◆ YOUR TASK ◆
Return the material word for word. Do not include the pictures.

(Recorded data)
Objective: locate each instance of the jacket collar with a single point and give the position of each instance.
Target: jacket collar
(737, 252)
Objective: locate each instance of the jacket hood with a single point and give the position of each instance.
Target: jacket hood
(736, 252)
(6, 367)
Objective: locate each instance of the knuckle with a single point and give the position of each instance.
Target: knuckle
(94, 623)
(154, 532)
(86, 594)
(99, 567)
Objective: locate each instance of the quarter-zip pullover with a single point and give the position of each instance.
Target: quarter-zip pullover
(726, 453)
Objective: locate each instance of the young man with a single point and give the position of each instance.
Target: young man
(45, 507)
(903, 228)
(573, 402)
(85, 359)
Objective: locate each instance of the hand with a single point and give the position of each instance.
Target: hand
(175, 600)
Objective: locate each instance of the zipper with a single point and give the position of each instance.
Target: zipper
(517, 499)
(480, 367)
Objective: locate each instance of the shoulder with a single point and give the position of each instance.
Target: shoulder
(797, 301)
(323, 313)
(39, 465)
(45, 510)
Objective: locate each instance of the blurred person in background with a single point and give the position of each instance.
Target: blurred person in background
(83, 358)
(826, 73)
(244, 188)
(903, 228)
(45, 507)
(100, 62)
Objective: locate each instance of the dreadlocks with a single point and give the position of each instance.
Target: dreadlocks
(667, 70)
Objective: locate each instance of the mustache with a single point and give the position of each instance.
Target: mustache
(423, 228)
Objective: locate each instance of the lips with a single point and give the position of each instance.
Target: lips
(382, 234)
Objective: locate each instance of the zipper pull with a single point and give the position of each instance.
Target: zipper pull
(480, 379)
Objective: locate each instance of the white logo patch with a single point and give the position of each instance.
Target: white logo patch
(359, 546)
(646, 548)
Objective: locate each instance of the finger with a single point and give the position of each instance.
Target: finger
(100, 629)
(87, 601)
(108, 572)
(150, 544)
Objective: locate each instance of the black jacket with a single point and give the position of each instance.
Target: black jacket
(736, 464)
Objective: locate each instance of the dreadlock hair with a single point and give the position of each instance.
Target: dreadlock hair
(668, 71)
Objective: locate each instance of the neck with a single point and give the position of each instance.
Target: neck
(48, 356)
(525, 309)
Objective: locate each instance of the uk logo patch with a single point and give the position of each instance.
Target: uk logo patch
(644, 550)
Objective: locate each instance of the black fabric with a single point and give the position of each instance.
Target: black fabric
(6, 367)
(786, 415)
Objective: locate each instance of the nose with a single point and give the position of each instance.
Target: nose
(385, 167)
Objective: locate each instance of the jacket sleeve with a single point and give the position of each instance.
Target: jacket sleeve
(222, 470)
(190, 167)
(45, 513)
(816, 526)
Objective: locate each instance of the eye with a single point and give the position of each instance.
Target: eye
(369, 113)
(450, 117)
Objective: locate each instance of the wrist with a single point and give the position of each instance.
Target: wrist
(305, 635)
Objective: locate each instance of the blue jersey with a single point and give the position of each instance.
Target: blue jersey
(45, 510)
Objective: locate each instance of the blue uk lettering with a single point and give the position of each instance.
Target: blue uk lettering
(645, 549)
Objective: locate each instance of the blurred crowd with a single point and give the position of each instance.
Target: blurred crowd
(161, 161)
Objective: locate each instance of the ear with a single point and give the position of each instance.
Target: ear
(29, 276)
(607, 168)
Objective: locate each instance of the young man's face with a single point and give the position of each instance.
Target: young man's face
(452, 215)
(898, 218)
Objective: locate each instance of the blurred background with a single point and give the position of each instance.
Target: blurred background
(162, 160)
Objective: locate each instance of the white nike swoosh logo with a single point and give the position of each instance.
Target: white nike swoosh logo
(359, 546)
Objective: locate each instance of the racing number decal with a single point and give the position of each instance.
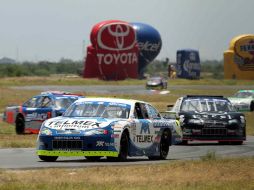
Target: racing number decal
(145, 133)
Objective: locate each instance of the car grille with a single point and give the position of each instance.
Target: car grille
(214, 123)
(214, 131)
(67, 144)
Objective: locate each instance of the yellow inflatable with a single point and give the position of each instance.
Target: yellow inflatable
(239, 59)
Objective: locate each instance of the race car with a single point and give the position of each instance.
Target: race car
(29, 116)
(107, 127)
(156, 82)
(211, 118)
(243, 100)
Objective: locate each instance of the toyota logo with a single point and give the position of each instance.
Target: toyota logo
(116, 36)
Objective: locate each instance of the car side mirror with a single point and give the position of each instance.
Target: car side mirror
(169, 107)
(59, 114)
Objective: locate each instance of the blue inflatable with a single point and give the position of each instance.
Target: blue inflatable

◆ CORRECT OUTPUT ◆
Objective: locate each instance of the jacket collar with a single point and give the position of each instance.
Target: jacket collar
(737, 252)
Objective: locate each instance of the jacket hood with a single point and give the position of each instance.
Target: jacket hood
(736, 252)
(6, 367)
Objective: locate each instance of the knuckle with a single point and give the position of each instance.
Target: knuckle
(94, 623)
(154, 532)
(86, 594)
(99, 567)
Objective: locate each instance of the quarter-zip pullover with a single point and give the position of each instance.
Target: quarter-zip pullover
(726, 453)
Objective: locate each instance of the young man with a single point and give the position of each instance.
Target: young man
(45, 507)
(903, 228)
(573, 402)
(85, 359)
Objective: locate each instance of the hand with a single point and give the position of each instance.
Target: hand
(175, 600)
Objective: locate each instance of the zipper with a single point and give the position of each instance.
Target: zipper
(517, 499)
(480, 367)
Objective: locate each instance of the shoulder with a single point and give the position of each instance.
Target: shoulder
(797, 301)
(323, 313)
(39, 465)
(45, 510)
Objective: locate each instance of the blurred person in background with a single point and give the position of each instance.
Target: blurred person in background
(83, 358)
(826, 73)
(244, 188)
(903, 228)
(45, 507)
(100, 62)
Objective: locate each instance of the dreadlocks with a single point and give the position of each instance.
Target: dreadlocks
(667, 70)
Objective: locate each instance of the mustache with a single point and give the position of each instance.
Target: mustache
(423, 228)
Objective: locate each instance of the lips with a single point and give the position of each instance.
Target: lips
(382, 234)
Objective: locate each instance of the zipper pull with a single point and give the position of each instance.
Target: zipper pull
(480, 379)
Objective: locate each instance of the white logo patch with a single point and give the position of each instance.
Target: white logo patch
(359, 546)
(646, 548)
Objective: locate each instance of the finger with a single point and give the position of each instance.
Target: finger
(100, 629)
(87, 601)
(108, 572)
(150, 544)
Objective: locate each instance of the black jacket with a single point and give the position of each instance.
Target: black jacket
(736, 464)
Objective: locate each instance of the dreadlock hair with a single point and give the position of each instance.
Target: dreadlock hair
(668, 71)
Objective: locate each instance of the neck with a single point and give the position of each instance.
Target: neck
(48, 356)
(525, 309)
Objective: locate each instance of the uk logo patch with a single point and give the position of each instance.
Target: uk logo patch
(644, 550)
Objective: locate each instance of the black fabric with a single point and give the position of each instance.
Target: black fabric
(6, 367)
(786, 415)
Objective: locate each instance of the nose with a single point and give the position of each instance.
Target: nose
(385, 167)
Objective: locate each instance of the jacket sleeve with a single point and give the position of each instance.
Target: jacket sleeve
(222, 470)
(190, 167)
(45, 513)
(816, 526)
Objective: locate each instance of the eye with a single point and give the position of each instance.
Target: eye
(369, 113)
(450, 117)
Objective: locate each instance of the wrist with a single point and give the position of each instance.
Target: wrist
(305, 635)
Objective: locate each instance of the blue jersey with a single point and give the position of each instance.
Target: blue jersey
(45, 510)
Objective: locate each instance of the blue uk lettering with a single point and give the position of each instance.
Target: blue uk lettering
(645, 549)
Objective: locate each instance of the blurred crowd with a single point and give the position of each instance.
Target: blurred crowd
(161, 161)
Objective: locate each instance of the ear with a single point and give the position of each instance.
Target: ear
(29, 276)
(607, 168)
Objective: locate each instance of the young man's face with a single point and give the position of each instance.
Target: young man's face
(452, 215)
(898, 218)
Objective: locate each instance of the blurred background with a single point and give the position of each instance.
Target: blurred background
(162, 160)
Objective: locate each instance of the white nike swoosh logo with a single point and give the position of each instance.
Target: white nike swoosh logo
(359, 546)
Objective: locate each instance of the racing number decal with a single point and give the position of each instance.
Target: racing number decal
(145, 133)
Objective: locate each instance of the car grille with a single point and give the position of each instance.
Target: car grille
(214, 123)
(214, 131)
(67, 144)
Objective: locate each instance of the yellow inflatable with a single point and give the position of each instance.
Target: yellow inflatable
(239, 59)
Objective: locate each instance of the race car with a single point and give the position of each instance.
Target: race car
(29, 116)
(107, 127)
(156, 82)
(211, 118)
(243, 100)
Objective: locate each instance of the toyota logo with a single point and give the position of each instance.
Target: toyota logo
(116, 36)
Objective: locate each instance of the car side mirror with a single point and give the position of each instance.
Target: car side mirror
(169, 107)
(59, 114)
Objective: locate each instance of the blue inflatable with a single point and give the position of each instance.
Target: blue inflatable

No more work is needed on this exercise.